• **Dataset**:
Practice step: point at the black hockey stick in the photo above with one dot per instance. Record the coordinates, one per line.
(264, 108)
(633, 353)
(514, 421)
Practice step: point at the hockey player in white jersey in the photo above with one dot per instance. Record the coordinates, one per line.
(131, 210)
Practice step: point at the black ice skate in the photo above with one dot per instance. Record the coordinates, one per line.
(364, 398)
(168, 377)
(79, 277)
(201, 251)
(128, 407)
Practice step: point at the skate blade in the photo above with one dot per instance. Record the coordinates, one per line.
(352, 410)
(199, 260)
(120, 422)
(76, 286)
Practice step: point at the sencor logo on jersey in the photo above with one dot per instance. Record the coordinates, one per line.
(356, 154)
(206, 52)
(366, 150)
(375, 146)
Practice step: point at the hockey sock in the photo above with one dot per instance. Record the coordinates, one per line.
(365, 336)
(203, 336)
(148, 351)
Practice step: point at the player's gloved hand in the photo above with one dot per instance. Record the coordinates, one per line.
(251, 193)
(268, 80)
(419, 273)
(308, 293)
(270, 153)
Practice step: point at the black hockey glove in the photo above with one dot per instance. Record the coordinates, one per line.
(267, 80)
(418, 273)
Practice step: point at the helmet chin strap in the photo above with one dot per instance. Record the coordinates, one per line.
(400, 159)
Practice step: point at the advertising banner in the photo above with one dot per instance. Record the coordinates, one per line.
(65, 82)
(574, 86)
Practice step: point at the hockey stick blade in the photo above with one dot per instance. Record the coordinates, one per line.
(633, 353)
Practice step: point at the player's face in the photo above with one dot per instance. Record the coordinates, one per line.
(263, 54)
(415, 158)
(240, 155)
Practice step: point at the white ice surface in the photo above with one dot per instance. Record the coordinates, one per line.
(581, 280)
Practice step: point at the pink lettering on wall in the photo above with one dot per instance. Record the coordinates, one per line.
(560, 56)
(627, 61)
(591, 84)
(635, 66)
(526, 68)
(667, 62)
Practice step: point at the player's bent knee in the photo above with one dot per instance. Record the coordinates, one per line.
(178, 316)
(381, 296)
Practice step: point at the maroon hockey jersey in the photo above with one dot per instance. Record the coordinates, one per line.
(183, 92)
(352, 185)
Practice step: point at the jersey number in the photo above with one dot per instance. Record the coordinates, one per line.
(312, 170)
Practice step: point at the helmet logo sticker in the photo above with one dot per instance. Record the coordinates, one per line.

• **Task brief**: Exactly reproduce all of the entries.

• **Worked solution**:
Practice step: point at the black hockey stick in the photo above with one dot per instance. Record the coordinates, one per line.
(264, 108)
(633, 353)
(514, 421)
Practice step: point at the hockey player in white jersey in the photo above with one dot per instance. Record the coordinates, one per line.
(131, 210)
Practice step: point at the black ice skate in the photo above with one dot per instance. Record the coordinates, one per line.
(364, 398)
(168, 377)
(79, 277)
(201, 251)
(128, 407)
Practice step: point at the skate blade in the photo above with one dot per instance. Record the coordinates, one per line.
(352, 410)
(199, 260)
(120, 422)
(76, 286)
Practice step: point at the sencor logo on jersey in the photo above with one dot per instance. Record the coordinates, one per line.
(356, 154)
(206, 52)
(366, 150)
(375, 146)
Practice step: point at the hockey sock in the photo above with one dot per instance. Record the coordinates, one per line.
(365, 336)
(203, 336)
(148, 351)
Practice step: point at the player's gloved hand in the photo above with one dot per instance. Record the coordinates, one per line.
(251, 193)
(268, 80)
(419, 273)
(308, 293)
(270, 153)
Practice step: point at the black hockey glove in the photo above with one dot per instance. Record the coordinates, one per line.
(267, 80)
(418, 273)
Practice step: point at the helmet chin strap in the photo above with one dot per instance. Record the coordinates, one per line.
(400, 159)
Practice step: point at the advertising banner in the photo above with one dot per instance. Record the coordinates, one per line.
(65, 82)
(574, 86)
Practice step: point at the hockey stick blade in the photo above with one dot per instance. Record the coordinates, one per line.
(633, 353)
Practice step: point at the player's face in the photo above with one dot per instance. Record the coordinates, one per line.
(263, 54)
(415, 158)
(240, 155)
Practice step: point at the white ice surface in the photo above with one dot per instance. Record the coordinates, one per line.
(581, 280)
Practice step: point at the pink lettering on wall in the photo above with one dot per instance. Record the coordinates, one per line.
(560, 56)
(627, 61)
(591, 84)
(635, 66)
(526, 68)
(667, 62)
Practice step: point at the player's bent knee in the photo above with one dot per instance. Record the coordinates, one per line.
(178, 316)
(381, 296)
Practice step: point at the maroon hockey jersey in the photo above with one dot per instance. Record the coordinates, one per line.
(183, 92)
(352, 185)
Practice step: point at the jersey number in the photo above with one dot per instance. Record the coordinates, one per line.
(312, 170)
Practice step: point at the helmet logo sticker in the photo above with one dot per instance. Record the coordinates, one per line.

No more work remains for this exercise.